练习目标:
把下方条目中从含有“Task: Find the referee”的那一行起直到条目结尾的各行原样照抄一遍，首尾两行都要包括在内。
—————
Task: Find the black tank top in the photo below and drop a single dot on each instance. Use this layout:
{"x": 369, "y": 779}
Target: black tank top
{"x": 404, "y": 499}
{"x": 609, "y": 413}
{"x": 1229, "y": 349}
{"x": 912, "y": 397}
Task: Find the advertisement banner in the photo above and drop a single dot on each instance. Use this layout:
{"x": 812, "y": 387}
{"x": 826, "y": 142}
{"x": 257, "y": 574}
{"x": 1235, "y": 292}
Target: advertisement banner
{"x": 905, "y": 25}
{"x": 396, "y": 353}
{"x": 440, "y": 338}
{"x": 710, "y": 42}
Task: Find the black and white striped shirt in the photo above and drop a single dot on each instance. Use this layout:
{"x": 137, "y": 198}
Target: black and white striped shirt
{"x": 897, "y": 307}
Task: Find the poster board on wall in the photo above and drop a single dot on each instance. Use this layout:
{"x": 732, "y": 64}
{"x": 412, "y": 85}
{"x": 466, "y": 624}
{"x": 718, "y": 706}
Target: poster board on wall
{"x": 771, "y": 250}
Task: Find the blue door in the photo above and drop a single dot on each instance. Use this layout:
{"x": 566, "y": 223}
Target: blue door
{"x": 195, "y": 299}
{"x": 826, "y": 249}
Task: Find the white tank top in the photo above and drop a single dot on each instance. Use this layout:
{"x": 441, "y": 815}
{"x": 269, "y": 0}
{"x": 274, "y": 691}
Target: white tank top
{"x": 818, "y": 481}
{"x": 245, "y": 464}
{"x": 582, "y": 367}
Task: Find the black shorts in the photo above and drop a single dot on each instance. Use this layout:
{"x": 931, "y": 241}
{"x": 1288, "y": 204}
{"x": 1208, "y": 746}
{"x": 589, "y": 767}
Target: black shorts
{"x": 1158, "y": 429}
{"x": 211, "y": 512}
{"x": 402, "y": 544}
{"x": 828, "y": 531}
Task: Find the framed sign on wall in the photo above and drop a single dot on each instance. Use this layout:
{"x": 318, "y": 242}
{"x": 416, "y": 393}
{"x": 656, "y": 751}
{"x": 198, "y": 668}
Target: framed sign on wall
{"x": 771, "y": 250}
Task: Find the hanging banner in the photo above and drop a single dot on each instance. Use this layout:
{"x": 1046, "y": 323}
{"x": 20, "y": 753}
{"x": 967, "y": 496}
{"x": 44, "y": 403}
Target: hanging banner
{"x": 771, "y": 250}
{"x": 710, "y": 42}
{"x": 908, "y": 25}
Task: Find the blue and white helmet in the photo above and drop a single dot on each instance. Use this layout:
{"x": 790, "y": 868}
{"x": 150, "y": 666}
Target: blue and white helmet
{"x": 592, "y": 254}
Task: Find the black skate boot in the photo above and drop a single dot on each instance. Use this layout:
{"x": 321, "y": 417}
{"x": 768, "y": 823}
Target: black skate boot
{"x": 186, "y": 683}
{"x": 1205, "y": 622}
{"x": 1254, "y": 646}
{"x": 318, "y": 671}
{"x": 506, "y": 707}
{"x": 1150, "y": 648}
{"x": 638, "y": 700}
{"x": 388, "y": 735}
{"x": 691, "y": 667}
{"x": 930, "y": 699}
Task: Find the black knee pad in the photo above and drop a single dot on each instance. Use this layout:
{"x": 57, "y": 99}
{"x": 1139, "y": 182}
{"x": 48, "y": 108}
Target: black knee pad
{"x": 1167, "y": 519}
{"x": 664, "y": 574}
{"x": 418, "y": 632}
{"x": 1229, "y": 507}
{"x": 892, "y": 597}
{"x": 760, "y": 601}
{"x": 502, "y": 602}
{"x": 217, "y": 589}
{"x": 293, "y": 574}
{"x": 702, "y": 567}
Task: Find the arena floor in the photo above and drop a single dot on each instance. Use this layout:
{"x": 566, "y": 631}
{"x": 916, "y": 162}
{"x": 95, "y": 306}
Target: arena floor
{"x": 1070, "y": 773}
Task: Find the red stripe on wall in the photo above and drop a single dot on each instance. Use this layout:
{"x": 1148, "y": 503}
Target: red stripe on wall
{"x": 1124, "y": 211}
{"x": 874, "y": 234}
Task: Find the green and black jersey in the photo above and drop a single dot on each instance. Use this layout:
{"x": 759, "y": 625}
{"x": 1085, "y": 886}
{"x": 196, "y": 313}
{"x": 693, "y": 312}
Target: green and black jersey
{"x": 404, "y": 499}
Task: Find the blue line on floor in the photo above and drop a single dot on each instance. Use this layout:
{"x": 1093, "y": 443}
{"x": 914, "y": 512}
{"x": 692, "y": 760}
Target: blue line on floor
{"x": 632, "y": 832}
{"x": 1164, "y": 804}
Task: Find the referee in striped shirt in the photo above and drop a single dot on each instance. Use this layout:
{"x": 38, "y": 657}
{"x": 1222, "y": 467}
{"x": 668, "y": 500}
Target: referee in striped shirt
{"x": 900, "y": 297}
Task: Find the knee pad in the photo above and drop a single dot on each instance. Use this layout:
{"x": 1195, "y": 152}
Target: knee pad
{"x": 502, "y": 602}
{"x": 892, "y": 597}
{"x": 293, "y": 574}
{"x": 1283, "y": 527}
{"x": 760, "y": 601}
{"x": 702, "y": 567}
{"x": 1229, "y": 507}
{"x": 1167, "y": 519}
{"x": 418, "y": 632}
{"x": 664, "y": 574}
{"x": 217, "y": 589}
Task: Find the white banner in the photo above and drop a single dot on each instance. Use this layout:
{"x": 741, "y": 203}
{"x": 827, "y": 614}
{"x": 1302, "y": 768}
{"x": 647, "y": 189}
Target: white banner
—————
任务答案:
Task: Find the referee in striped shirt in the photo above and drop a single dot on each instance. Use this layout:
{"x": 38, "y": 657}
{"x": 1222, "y": 467}
{"x": 668, "y": 500}
Target: referee in striped shirt
{"x": 900, "y": 297}
Task: Find the knee pad in the photo above and drop a single dot on each instance. Use this layout:
{"x": 1195, "y": 152}
Target: knee pad
{"x": 502, "y": 602}
{"x": 892, "y": 597}
{"x": 293, "y": 574}
{"x": 1283, "y": 527}
{"x": 760, "y": 601}
{"x": 702, "y": 567}
{"x": 1229, "y": 507}
{"x": 1167, "y": 519}
{"x": 418, "y": 632}
{"x": 664, "y": 574}
{"x": 217, "y": 589}
Task: Find the white banner in the photo above and drop a single dot on each instance. Use this layout:
{"x": 741, "y": 203}
{"x": 827, "y": 614}
{"x": 1302, "y": 768}
{"x": 647, "y": 189}
Target: white banner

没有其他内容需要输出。